• [MATERIAL FOR THIS EXERCISE]:
╔══

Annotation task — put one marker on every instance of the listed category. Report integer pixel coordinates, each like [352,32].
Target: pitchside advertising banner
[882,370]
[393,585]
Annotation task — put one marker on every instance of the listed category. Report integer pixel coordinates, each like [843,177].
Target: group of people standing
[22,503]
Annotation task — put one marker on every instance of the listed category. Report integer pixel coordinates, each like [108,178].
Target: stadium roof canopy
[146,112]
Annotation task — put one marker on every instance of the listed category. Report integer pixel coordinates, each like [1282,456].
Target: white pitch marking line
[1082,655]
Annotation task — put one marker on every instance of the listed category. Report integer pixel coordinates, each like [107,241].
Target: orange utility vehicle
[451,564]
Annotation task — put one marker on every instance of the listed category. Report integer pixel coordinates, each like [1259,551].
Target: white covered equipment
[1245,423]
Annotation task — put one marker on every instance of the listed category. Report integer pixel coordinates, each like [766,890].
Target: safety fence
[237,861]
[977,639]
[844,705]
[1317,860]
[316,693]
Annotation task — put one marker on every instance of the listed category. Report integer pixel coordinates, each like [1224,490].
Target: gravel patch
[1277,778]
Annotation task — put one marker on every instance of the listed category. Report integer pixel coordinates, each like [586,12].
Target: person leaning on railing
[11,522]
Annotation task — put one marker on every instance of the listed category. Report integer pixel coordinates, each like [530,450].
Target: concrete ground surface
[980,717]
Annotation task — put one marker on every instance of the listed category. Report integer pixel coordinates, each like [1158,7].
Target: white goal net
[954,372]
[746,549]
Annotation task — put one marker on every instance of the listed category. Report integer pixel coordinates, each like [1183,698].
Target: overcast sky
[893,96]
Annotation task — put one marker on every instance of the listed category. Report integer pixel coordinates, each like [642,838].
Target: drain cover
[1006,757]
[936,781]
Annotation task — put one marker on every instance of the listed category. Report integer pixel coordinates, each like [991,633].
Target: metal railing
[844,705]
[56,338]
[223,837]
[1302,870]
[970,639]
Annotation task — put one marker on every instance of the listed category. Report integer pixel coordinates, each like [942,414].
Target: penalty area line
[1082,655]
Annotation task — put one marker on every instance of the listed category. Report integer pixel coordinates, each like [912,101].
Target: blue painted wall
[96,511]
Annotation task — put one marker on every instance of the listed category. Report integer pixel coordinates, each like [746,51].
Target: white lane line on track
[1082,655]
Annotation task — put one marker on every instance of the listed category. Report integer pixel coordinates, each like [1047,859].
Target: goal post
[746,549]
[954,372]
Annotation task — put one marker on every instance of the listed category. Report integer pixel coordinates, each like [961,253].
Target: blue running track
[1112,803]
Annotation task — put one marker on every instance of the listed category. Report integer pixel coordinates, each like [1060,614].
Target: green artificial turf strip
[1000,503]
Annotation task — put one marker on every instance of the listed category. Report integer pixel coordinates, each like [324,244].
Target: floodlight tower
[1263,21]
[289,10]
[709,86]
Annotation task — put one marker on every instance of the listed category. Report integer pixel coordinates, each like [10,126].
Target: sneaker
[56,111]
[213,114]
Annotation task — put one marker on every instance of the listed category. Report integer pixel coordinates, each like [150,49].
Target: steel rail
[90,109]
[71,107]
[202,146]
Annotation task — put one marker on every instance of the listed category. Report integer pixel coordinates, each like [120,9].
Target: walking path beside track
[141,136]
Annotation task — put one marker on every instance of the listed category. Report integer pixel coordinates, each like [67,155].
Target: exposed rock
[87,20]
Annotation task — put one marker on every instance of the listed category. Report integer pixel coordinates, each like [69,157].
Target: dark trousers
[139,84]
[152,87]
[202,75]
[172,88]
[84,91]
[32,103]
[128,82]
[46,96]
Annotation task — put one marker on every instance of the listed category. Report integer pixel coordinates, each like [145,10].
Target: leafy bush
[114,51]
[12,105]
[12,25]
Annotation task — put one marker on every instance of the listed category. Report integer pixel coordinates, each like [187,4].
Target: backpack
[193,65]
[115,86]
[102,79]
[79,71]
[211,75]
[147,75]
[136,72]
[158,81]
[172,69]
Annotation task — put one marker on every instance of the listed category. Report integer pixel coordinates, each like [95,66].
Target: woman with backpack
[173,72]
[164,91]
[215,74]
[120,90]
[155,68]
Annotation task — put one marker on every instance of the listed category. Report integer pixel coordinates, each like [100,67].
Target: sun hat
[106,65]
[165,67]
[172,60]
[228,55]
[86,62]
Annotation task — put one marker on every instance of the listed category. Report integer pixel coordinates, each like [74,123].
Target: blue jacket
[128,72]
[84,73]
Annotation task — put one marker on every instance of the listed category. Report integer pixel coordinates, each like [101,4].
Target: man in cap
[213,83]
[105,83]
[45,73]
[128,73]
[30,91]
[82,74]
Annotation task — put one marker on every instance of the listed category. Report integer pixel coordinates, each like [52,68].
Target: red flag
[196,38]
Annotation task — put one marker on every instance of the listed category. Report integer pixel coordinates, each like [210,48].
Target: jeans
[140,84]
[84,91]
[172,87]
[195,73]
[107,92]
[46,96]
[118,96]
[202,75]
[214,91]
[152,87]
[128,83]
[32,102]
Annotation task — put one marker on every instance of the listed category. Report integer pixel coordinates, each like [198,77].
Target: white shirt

╚══

Quote everything from the line containing "each like [100,67]." down to the last of the rows, both ends included, reproducing each line word for word.

• [RESPONSE]:
Annotation task — put one marker on every instance of the listed category. Report integer pixel coordinates, each like [100,67].
Target: sun hat
[106,65]
[165,67]
[172,60]
[228,55]
[86,62]
Annotation task — put one marker on every instance of the listed category. Report integer pixel coordinates, each like [74,123].
Target: blue jacket
[128,72]
[84,73]
Annotation task — put one marker on every instance of the listed category. Report integer pixel coordinates, each like [101,4].
Target: man in cap
[213,83]
[105,83]
[45,73]
[128,73]
[30,91]
[82,74]
Annotation task — put one marker on every instance of the listed category. Report integer pixel coordinates, each like [52,68].
Target: red flag
[196,38]
Annotation task — put one marker on every instance of the listed category. Report integer pixel coordinates, each like [210,48].
Target: jeans
[140,84]
[84,91]
[172,87]
[195,73]
[107,92]
[46,96]
[118,96]
[202,75]
[214,91]
[152,87]
[128,83]
[32,102]
Annotation task — put one marker on every instance of the listed category. Report integer pixel coordinates, each like [198,77].
Target: white shirt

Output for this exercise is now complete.